[EXCERPT]
If you want to get started, I recommend downloading Racket, a highly popular implementation of Scheme. It has everything you need, including a simple-but-very-powerful IDE with a read-eval-print loop, right out of the box. Though originally developed as a teaching language, it comes with a very large standard library more characteristic of Common Lisp than of Scheme. As a result, it's seeing use in real production environments.
Runtime Environments
Common Lisp and Scheme generally have their own unique runtime environments. There are some variants of Scheme (Chicken and Gambit) which can be translated to C and then linked with their environments so as to be able to be deployed as stand alone executable programs. Clojure runs in the JVM, and there is also a CLR port, but its not clear to me that the CLR port is current with the JVM. Clojure also has Clojurescript, which targets a Javascript runtime.
Which is Better to Learn First
I don't think that question has a good answer. Its up to you. Although if you have experience with the JVM, Clojure might be a bit smoother to start with.
What is Better about Lisp
That's a question liable to start a flame war. I don't have much lisp experience. I started learning Clojure a few months ago in earnest, have looked at Common Lisp and Scheme on and off over the years.
What I like is their dynamic natures. You need to change a function at runtime while your program is running? No problem! Like any power tool, you have to be careful not to chop your bits off when using this.
The power and expressiveness is addicting too. I am able to do some things with little effort that I know I could not achieve in Java, or I know would require a lot more work. Specifically, I was able to put together a description of a data structure - and though the use of macros, delay evaluation of parts of the data until the right time. If I had done that in Java, I would not have been able to nest the declarations like I did because they would have evaluated in the wrong order. Pain would have ensued.
I also like Clojure's view of functional programming, although I have to say it requires work to adjust.
Is Lisp General Purpose
Yes.
--
Mark Volkman has a really good article on Clojure. Many basics are there. One thing that I did in the beginning was to just fire up a repl and experiment when I needed to figure something out programmatically. e.g. explore an API or do some calculations. After a short period of time with that I started working on more building up levels of effort, and I have a project that I'm working on right now that involves Clojure.
There isn't a bad book about Clojure that has been written. The Stuart Sierra book is being updated; and the Oreilly book is about to come out soon, so you might want to wait. The Joy of Clojure is good, but I don't think its a good starter book.
For Common Lisp, I highly recommend the Land of Lisp.
For Scheme, there are several classics including The Little Schemer and SICP.
Oh, and this: http://www.infoq.com/presentations/Are-We-There-Yet-Rich-Hickey (maybe one of the most important talks you'll ever watch), and this http://www.infoq.com/presentations/hickey-clojure (IIRC, really good intro to Clojure).
common lisp
Common Lisp is both compiled and interpreted. Deployments (in Windows) can be done by an exe with DLLs. Or by a precompiled bytecode. Or by installing a Lisp system on the target device and executing the source against it.
Common Lisp is a fully usable industrial language with an active community and libraries for many different tasks.
Lisps are generally faster for development and due to the abstraction capabilities, better at developing higher level concepts. It's hard to explain. Ruby vs. C is an example of this sort of thing. All Lisps carry this capacity IMO.

[DATA ROWS]

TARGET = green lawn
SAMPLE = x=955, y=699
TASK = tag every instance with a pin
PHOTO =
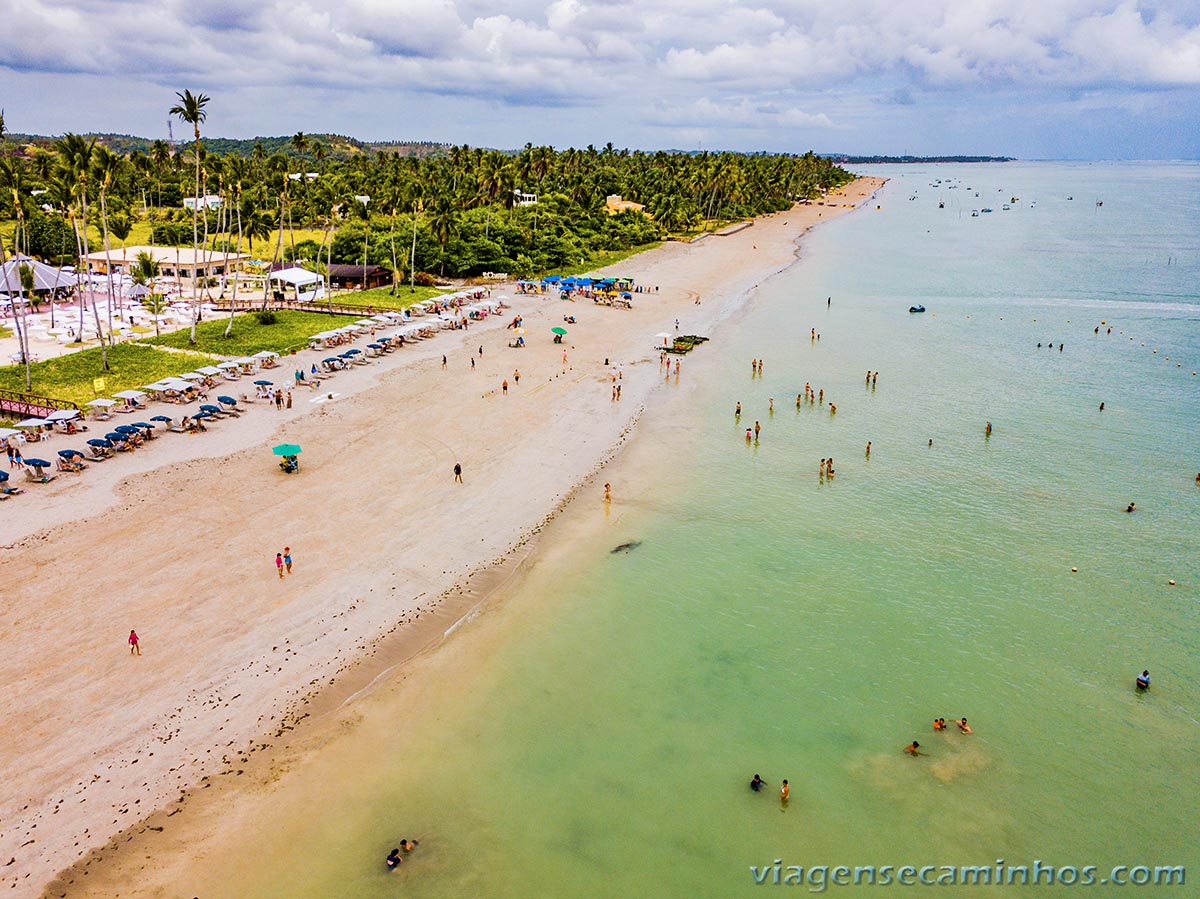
x=605, y=257
x=289, y=331
x=70, y=377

[WRITTEN INSTRUCTION 1]
Please extract from the Lisp discussion above the passage from "Which is Better" up to and including "when using this.".
[WRITTEN INSTRUCTION 2]
Continue the Lisp discussion above from where it ends.

[WRITTEN ANSWER 1]
Which is Better to Learn First
I don't think that question has a good answer. Its up to you. Although if you have experience with the JVM, Clojure might be a bit smoother to start with.
What is Better about Lisp
That's a question liable to start a flame war. I don't have much lisp experience. I started learning Clojure a few months ago in earnest, have looked at Common Lisp and Scheme on and off over the years.
What I like is their dynamic natures. You need to change a function at runtime while your program is running? No problem! Like any power tool, you have to be careful not to chop your bits off when using this.

[WRITTEN ANSWER 2]
Common Lisp is a general purpose language. I don't know offhand if modern Common Lisp implementations directly support executing assembly, so it may be difficult to write drivers or use compiler-unsupported CPU instructions.
I like Common Lisp, but Clojure and Racket are not to be sneezed at either. Clojure in particular represents a very interesting track, in my opinion.
For e-books, you can get On Lisp by Graham and Gentle Introduction to Symbolic Computation. Possibly others but those are the ones I can recall.
I want to ask what sort of type safety languages constructs are there on Clojure?
I've read 'Practical Clojure' from Luke VanderHart and Stuart Sierra several times now, but i still have the distinct impression that Clojure (like other lisps) don't take compilation-time validation checking very seriously. Type safety is just but one (very popular) strategy for doing compilation-time checking of correct semantics
I'm asking this question because i'm aching to be proven wrong; what sort of design patterns are there available on clojure to validate (at compilation-time, not at run-time) that a function that expects a string doesn't get called with, say, a list of integers?
Also, i've read very smart people like Paul Graham openly advocate about lisp allowing to implement everything from lower-level languages on top of it (most would say that the language themselves are being reimplemented on top of it), so if that assertion would be true, then trivially stuff like type checking should be a piece of cake. So do you feel that there exist type systems (or the ability to implement such type systems) in clojure or other lisps, that give the programmer the ability to offset validation checking from run-time to compile-time, or even better, design-time?
Compilation units in Clojure are very small - a single function. Lispers tend to change small portions of running programs while they develop. Introducing static type checking into this style of development is problematic - for a deeper discussion why I recommend the post Types are Anti-Modular by Gilad Bracha. Thus Clojure's prefers pre/post-conditions which jive better with Lisp's highly REPL-oriented development.
That said, it's certainly desirable and possible to build an a la carte type system for Clojure. This trail has been blazed by Qi/Shen, and Typed Racket. This functionality could be easily provided as a library. I'm hoping to build something like that in the future with core.logic - https://github.com/clojure/core.logic.
Since Clojure is a dynamic language the whole idea is not to check the types (or much of anything) at compile time.
Even when you add type hints to your function they do not get checked at compile-time.
Since Clojure is a Lisp you can do whatever you want at compile-time with macros and macros are powerful enough that you can write your own type systems. Some people have made type systems for lisps Typed Racket and Qi. These Type systems can be just as powerful as any Type system in a "normal" language.
Ok, we now know that it is possible but does Clojure has such a optional type system? The answer is currently no but there is a logic engine (core.logic) that could be used to implement a typesystem but the author has not worked (yet) in that direction.
There is a library that adds an optional type system to Clojure,
http://typedclojure.org/
Rationale
Static typing has well known benefits. For example, statically typed languages catch many common programming errors at the earliest time possible: compile time. Types also serve as an excellent form of (machine checkable) documentation that almost always augment existing hand-written documentation.
Languages without static type checking (dynamically typed) bring other benefits. Without the strict rigidity of mandatory static typing, they can provide more flexible and forgiving idioms that can help in rapid prototyping. Often the benefits of static type checking are desired as the program grows.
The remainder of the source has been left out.